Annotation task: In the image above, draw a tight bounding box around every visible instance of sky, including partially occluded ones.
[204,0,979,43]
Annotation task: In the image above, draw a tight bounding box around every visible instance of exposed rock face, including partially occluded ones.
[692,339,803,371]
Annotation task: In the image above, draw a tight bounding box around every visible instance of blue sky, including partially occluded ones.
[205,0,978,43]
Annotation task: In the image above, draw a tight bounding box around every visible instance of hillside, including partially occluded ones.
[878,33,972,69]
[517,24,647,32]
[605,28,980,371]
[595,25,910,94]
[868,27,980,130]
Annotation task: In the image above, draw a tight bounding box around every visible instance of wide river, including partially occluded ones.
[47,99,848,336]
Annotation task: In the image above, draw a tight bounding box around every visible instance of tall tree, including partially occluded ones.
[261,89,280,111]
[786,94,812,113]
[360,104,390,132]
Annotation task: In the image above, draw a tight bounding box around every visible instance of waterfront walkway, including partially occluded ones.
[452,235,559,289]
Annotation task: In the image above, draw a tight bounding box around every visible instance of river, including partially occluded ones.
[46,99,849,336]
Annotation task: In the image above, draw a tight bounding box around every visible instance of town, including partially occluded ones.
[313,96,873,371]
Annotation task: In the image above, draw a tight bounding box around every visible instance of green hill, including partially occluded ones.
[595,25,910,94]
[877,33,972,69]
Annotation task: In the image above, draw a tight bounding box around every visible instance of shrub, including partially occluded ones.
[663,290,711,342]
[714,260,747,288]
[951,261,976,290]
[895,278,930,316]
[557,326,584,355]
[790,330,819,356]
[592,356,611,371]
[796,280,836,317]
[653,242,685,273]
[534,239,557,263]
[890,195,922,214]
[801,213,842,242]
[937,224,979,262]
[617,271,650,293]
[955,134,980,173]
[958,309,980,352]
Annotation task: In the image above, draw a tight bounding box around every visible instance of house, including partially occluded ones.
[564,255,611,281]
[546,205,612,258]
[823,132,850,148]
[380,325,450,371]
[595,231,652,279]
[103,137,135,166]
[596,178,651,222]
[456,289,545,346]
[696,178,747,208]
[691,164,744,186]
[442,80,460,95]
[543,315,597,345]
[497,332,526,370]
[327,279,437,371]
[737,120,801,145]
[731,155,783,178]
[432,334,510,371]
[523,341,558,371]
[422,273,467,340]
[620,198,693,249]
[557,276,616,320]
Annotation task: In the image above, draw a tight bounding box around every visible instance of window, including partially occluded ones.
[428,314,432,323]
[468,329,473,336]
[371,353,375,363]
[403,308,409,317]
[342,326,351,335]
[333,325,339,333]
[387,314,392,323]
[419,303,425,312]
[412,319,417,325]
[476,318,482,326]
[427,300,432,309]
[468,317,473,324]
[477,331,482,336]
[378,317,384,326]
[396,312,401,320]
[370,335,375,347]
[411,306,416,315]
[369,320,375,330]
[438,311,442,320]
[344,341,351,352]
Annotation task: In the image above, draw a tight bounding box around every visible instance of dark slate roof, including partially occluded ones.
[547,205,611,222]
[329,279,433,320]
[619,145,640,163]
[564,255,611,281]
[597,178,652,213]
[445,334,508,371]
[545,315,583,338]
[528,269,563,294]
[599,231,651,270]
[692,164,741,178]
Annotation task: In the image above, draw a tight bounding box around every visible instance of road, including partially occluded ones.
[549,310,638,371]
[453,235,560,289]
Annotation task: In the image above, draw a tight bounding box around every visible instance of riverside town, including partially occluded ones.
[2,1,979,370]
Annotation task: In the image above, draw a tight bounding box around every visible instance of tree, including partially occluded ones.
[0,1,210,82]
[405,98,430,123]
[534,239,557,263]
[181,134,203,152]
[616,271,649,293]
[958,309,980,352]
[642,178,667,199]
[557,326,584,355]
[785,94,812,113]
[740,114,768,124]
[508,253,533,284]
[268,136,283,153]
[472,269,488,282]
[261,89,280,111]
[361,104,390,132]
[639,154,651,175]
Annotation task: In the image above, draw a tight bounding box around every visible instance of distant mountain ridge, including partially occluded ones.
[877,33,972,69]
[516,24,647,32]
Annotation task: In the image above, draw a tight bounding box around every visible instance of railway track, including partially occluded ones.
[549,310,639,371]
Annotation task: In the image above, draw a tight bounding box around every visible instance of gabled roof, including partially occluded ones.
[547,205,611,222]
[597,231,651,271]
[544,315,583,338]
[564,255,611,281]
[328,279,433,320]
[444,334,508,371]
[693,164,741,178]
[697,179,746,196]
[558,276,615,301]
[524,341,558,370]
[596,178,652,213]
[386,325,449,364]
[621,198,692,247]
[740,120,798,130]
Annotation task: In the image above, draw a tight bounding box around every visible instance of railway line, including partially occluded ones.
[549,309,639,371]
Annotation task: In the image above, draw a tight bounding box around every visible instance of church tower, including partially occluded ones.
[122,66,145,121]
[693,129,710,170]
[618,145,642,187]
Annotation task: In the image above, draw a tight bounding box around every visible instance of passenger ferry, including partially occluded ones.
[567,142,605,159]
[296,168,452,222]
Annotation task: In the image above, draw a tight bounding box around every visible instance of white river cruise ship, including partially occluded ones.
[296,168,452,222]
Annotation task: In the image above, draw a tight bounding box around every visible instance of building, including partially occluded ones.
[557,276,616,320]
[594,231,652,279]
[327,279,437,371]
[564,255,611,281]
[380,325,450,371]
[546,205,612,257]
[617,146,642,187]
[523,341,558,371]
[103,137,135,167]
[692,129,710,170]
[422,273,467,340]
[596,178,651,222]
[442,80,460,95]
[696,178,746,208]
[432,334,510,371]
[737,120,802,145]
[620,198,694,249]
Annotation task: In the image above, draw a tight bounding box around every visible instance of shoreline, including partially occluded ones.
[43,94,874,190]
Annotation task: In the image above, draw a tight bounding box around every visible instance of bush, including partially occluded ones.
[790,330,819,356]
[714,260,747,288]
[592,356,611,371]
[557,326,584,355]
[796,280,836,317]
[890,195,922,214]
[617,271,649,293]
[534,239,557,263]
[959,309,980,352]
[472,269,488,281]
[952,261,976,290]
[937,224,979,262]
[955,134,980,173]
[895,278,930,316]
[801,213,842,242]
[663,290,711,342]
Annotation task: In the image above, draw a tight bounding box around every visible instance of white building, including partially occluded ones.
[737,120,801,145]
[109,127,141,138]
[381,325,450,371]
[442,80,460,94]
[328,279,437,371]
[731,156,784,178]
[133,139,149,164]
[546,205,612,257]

*Aim of the exercise*. Could you reproduce all of the entries exactly as they appear?

*Reply*.
Annotation task: In the image above, draw a tight bounding box around every visible instance of sky, including partially occluded ones.
[204,0,979,43]
Annotation task: In the image above, draw a tight bounding box around every visible instance of exposed rock face, including partially occluded ones.
[692,339,803,371]
Annotation task: In the image above, draw a tight bounding box around every visible instance of blue sky, including partially occluded ones.
[205,0,978,43]
Annotation task: In the image above, draw a tight bounding box around every visible instance of hillside, including partially occluded ones.
[878,33,972,69]
[517,24,647,32]
[605,28,980,371]
[595,25,910,94]
[868,27,980,130]
Annotation task: In the image above, draw a tight bounding box around every visible instance of wide river, including partially occluded ones.
[47,99,848,336]
Annotation task: In the image above, draw a tight bounding box around every visible instance of tall tree, including partially occluded ones.
[261,89,280,111]
[786,94,812,113]
[360,104,390,132]
Annotation task: In the image above, draw a tight bounding box around every visible instance of waterfront walkway, including partially occluded ones.
[452,235,559,289]
Annotation task: In the image above, draw a tight bounding box around every visible instance of river, including partially occluded ones.
[46,99,849,336]
Annotation task: In the image above, draw a tight bounding box around every visible instance of town, including partially occluded ones.
[313,96,873,371]
Annotation task: In the image above, draw a tight bounding box around every visible instance of green hill, including partially occluded ones.
[595,25,910,94]
[877,33,972,69]
Annotation task: In the image above, draw a tight bounding box around every visible instance of shrub, including partially occluded ones.
[663,290,711,342]
[714,260,747,288]
[951,261,976,290]
[895,278,930,316]
[557,326,584,355]
[790,330,819,356]
[592,356,611,371]
[796,280,836,317]
[653,242,685,273]
[534,239,557,263]
[890,195,922,214]
[801,213,842,242]
[937,224,979,262]
[617,271,650,293]
[955,134,980,173]
[958,309,980,352]
Annotation task: In the image above, draw a tight bounding box around every visible instance of house, including partially occluded ones.
[564,255,611,281]
[546,205,612,258]
[823,132,850,148]
[380,325,450,371]
[595,231,652,279]
[103,137,135,166]
[596,178,651,222]
[456,289,545,346]
[696,178,747,208]
[691,164,744,186]
[442,80,460,95]
[543,315,597,345]
[497,332,526,370]
[327,279,437,371]
[737,120,801,145]
[731,155,783,178]
[432,334,510,371]
[523,341,558,371]
[422,273,467,340]
[620,198,693,249]
[557,276,616,320]
Annotation task: In the image above, draw a tight bounding box around every visible instance of window, including partially occluded ones.
[428,314,432,323]
[468,329,473,336]
[371,353,375,363]
[403,308,409,317]
[342,326,351,335]
[333,325,339,333]
[387,314,392,323]
[419,303,425,312]
[412,319,417,325]
[476,318,482,326]
[427,300,432,309]
[468,317,473,324]
[477,331,482,336]
[378,317,384,326]
[396,312,401,320]
[370,335,375,347]
[411,306,416,315]
[369,320,375,330]
[438,311,442,320]
[344,341,351,352]
Annotation task: In the image above, draw a tight bounding box around every visible instance of dark slate roof, including partially occluded ones.
[547,205,611,222]
[329,279,433,320]
[619,145,640,163]
[564,255,611,281]
[597,178,652,213]
[445,334,508,371]
[545,315,583,338]
[528,269,563,294]
[599,231,651,270]
[692,164,741,178]
Annotation task: In the image above, draw a tight bounding box around every visible instance of road, including partially occluded ones.
[549,310,638,371]
[453,235,560,289]
Annotation task: In the image above, draw a tight bounding box around every visible instance of riverside town, including partially occluded ones.
[2,1,979,370]
Annotation task: In the image above, draw a tight bounding box around every visible instance of tree, including partially occluded ones.
[0,1,210,82]
[405,98,430,123]
[534,239,557,263]
[181,134,203,152]
[616,271,649,293]
[958,309,980,352]
[642,178,667,199]
[557,326,584,355]
[785,94,812,113]
[740,114,768,124]
[508,253,533,284]
[268,136,283,153]
[472,269,488,282]
[261,89,280,111]
[361,104,390,132]
[639,154,651,175]
Annotation task: In the image above, draw a tight bounding box around every visible instance of distant mountain ridge, including partially occluded ones.
[877,33,972,69]
[516,24,647,32]
Annotation task: In the image above, draw a tight bounding box around every visible instance of railway track, including partially occluded ones.
[549,310,639,371]
Annotation task: In the image above, draw a tight bounding box around every visible instance of gabled roof, including partially occluded ones.
[547,205,611,222]
[597,231,651,271]
[544,315,583,338]
[564,255,611,281]
[328,279,433,320]
[444,334,508,371]
[693,164,741,178]
[697,179,746,196]
[558,276,615,301]
[524,341,558,370]
[596,178,652,213]
[386,325,449,364]
[621,198,692,247]
[740,120,798,130]
Annotation task: In the image above, draw a tight bounding box around every visible instance of railway line, including partially occluded ones.
[549,309,639,371]
Annotation task: In the image above, draw a tight bounding box around every visible instance of church tower, including partially occluded ones.
[122,66,145,121]
[693,129,710,170]
[618,145,642,187]
Annotation task: In the image above, draw a tight bounding box around every visible instance of passenger ferry, including partially occluded ones.
[567,142,605,159]
[296,168,452,222]
Annotation task: In the image above, draw a tight bounding box around every visible instance of white river cruise ship, including partially occluded ones.
[296,168,452,222]
Annotation task: In the image above, draw a tight bounding box around every visible instance of building, including partially occluded ones.
[557,276,616,320]
[594,231,652,279]
[327,279,437,371]
[564,255,611,281]
[380,325,450,371]
[546,205,612,257]
[617,146,642,187]
[523,341,558,371]
[103,137,135,167]
[692,129,710,170]
[422,273,467,340]
[596,178,651,222]
[442,80,460,95]
[696,178,746,208]
[432,334,510,371]
[737,120,802,145]
[620,198,694,249]
Annotation task: In the image above, draw a tight bounding box around every visible instance of shoreline, including partially occluded ones.
[43,94,874,190]
Annotation task: In the image above, draw a tight bounding box around every visible instance of bush, including partially occluded ones.
[790,330,819,356]
[714,260,747,288]
[592,356,611,371]
[557,326,584,355]
[796,280,836,317]
[890,195,922,214]
[617,271,649,293]
[534,239,557,263]
[959,309,980,352]
[472,269,488,281]
[952,261,976,290]
[937,224,979,262]
[955,134,980,173]
[895,278,930,316]
[801,213,842,242]
[663,290,711,342]
Annotation task: In the image above, draw a tight bounding box around every visible instance of white building, including partially occluded ones.
[737,120,801,145]
[109,127,141,138]
[381,325,450,371]
[442,80,460,94]
[328,279,437,371]
[731,156,784,178]
[133,139,149,164]
[546,205,612,257]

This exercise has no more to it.